## [Input for this task]
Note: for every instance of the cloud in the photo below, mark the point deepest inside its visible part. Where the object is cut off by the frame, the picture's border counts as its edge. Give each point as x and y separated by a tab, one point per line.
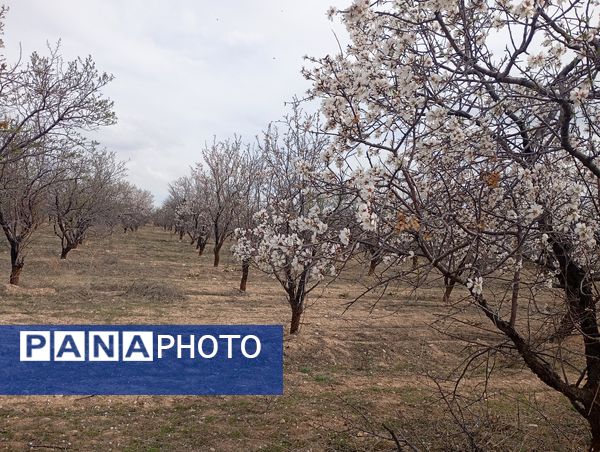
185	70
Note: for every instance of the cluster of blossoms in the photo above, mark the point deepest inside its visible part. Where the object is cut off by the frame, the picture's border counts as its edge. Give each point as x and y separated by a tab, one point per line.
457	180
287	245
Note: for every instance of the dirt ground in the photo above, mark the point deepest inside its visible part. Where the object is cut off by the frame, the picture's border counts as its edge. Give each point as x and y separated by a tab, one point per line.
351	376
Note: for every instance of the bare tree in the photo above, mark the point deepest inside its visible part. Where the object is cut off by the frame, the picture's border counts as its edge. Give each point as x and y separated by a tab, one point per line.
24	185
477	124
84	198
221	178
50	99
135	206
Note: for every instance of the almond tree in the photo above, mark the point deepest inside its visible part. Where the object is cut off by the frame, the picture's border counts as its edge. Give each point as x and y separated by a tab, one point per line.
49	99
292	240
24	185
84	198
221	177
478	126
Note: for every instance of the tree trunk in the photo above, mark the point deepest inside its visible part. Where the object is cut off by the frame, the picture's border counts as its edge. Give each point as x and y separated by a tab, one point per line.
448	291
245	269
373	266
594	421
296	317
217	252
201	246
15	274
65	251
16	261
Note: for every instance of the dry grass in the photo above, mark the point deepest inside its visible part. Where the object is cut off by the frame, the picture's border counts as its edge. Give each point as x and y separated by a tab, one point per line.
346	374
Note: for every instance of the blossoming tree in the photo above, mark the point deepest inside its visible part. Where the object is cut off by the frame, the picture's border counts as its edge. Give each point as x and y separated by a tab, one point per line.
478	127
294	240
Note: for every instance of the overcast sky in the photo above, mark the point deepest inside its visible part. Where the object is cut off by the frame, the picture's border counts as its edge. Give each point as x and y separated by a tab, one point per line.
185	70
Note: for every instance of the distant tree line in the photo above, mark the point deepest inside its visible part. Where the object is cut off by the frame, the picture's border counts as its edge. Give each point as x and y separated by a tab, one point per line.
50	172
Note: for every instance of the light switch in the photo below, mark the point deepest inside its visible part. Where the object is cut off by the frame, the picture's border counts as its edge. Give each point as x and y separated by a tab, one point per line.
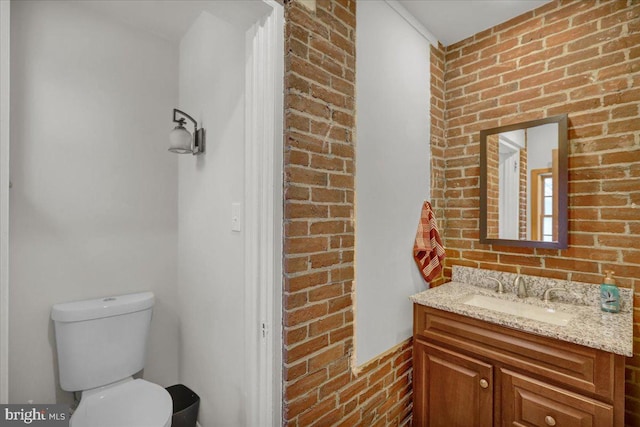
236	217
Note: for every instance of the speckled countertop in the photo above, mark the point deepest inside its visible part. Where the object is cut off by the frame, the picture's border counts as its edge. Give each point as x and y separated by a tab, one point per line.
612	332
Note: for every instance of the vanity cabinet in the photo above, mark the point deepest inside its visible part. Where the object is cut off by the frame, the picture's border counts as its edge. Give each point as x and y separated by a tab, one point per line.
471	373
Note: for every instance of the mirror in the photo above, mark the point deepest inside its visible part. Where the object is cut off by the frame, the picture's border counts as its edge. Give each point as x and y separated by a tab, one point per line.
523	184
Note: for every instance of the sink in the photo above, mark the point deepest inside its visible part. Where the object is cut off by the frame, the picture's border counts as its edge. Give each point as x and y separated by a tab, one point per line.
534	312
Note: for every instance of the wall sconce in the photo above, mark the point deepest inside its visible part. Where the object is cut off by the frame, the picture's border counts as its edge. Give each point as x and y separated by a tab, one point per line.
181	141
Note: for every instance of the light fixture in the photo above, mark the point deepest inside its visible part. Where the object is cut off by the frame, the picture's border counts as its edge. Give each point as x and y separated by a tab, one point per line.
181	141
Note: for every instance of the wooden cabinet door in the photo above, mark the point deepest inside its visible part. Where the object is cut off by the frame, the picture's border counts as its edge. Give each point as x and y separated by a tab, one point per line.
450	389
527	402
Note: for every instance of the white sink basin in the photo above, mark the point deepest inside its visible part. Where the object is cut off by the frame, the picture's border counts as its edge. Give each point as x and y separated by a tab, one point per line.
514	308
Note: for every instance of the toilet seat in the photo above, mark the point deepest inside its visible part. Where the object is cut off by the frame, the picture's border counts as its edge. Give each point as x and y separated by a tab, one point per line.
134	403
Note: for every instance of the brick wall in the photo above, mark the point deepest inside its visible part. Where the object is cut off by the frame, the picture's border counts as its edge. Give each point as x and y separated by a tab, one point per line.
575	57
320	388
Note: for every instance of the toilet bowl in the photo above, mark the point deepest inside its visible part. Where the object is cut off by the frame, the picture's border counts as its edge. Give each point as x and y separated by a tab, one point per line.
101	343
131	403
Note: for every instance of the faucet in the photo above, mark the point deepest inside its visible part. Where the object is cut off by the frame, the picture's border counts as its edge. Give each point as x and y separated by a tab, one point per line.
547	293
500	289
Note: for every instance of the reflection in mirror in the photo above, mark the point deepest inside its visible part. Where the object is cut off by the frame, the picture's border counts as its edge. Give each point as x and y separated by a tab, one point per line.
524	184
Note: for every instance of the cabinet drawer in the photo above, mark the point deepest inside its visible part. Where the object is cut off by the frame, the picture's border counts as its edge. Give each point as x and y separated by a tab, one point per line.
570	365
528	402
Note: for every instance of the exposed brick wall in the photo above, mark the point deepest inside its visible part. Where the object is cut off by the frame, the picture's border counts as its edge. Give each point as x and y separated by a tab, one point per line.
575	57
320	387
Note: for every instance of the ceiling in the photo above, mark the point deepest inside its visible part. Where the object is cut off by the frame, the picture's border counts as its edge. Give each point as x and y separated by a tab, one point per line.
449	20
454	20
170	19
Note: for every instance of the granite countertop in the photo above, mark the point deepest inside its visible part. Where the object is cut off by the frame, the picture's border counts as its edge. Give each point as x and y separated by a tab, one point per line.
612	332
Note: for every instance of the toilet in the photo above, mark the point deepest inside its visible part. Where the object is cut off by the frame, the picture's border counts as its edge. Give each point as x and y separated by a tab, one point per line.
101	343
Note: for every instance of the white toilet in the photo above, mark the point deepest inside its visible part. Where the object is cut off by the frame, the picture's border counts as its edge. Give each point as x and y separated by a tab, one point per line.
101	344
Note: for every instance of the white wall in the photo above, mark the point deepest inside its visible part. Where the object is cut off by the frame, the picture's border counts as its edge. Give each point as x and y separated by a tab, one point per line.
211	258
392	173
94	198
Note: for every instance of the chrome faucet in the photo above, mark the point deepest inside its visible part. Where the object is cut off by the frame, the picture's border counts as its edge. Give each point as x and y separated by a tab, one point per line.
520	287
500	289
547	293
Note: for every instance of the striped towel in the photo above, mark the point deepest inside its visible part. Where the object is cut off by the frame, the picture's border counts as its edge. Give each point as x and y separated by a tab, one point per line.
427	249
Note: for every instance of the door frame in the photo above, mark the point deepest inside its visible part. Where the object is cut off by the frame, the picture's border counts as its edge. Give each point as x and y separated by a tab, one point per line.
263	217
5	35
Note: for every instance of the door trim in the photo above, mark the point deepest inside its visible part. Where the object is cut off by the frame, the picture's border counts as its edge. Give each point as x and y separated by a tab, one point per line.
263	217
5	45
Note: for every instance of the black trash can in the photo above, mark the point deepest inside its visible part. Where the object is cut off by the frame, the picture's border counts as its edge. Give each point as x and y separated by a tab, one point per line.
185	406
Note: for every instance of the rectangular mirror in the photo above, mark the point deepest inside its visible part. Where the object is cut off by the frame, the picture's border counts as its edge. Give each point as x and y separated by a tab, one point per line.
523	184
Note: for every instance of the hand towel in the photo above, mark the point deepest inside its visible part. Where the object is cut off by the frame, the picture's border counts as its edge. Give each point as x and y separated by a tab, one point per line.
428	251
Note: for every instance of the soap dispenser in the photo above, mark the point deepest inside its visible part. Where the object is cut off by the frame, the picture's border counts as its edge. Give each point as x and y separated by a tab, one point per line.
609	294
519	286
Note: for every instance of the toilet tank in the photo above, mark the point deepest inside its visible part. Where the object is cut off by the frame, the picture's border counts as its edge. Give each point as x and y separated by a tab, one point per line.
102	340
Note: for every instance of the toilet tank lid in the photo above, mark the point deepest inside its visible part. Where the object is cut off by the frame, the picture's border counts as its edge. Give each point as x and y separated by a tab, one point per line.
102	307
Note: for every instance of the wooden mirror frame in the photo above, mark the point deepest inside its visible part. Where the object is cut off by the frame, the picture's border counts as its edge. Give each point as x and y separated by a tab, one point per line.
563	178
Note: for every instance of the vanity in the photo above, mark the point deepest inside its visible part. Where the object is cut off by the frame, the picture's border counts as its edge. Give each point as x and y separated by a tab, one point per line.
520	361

## [What you need to do]
Retype the lines from the one containing "Note: for every instance of the toilet tank lid" to the last line above. Change nothing and include no others.

## [Solved problem]
Note: for every instance of the toilet tank lid in the photo above, mark the point deepest inside its visible part. Where the object is cut off by the frame, the picture's border counts as its edge. Give each point as x and y separated by a tab, one point per line.
102	307
Note: for every instance of the wooden mirror frame in the photo above, mark the point deepest inside its visible part. Where the object is cut off by the frame, the picture's border counts as its edge. Give each point as x and y separated by a tab, one point per line.
563	178
Note: for every instance of the vanity in the photo above, mark the point deepest inside its visible part. Where the object is cut off by the frame, the picture's border counts as its edge. Give each point as x and y separated by a tab, one point per line.
520	361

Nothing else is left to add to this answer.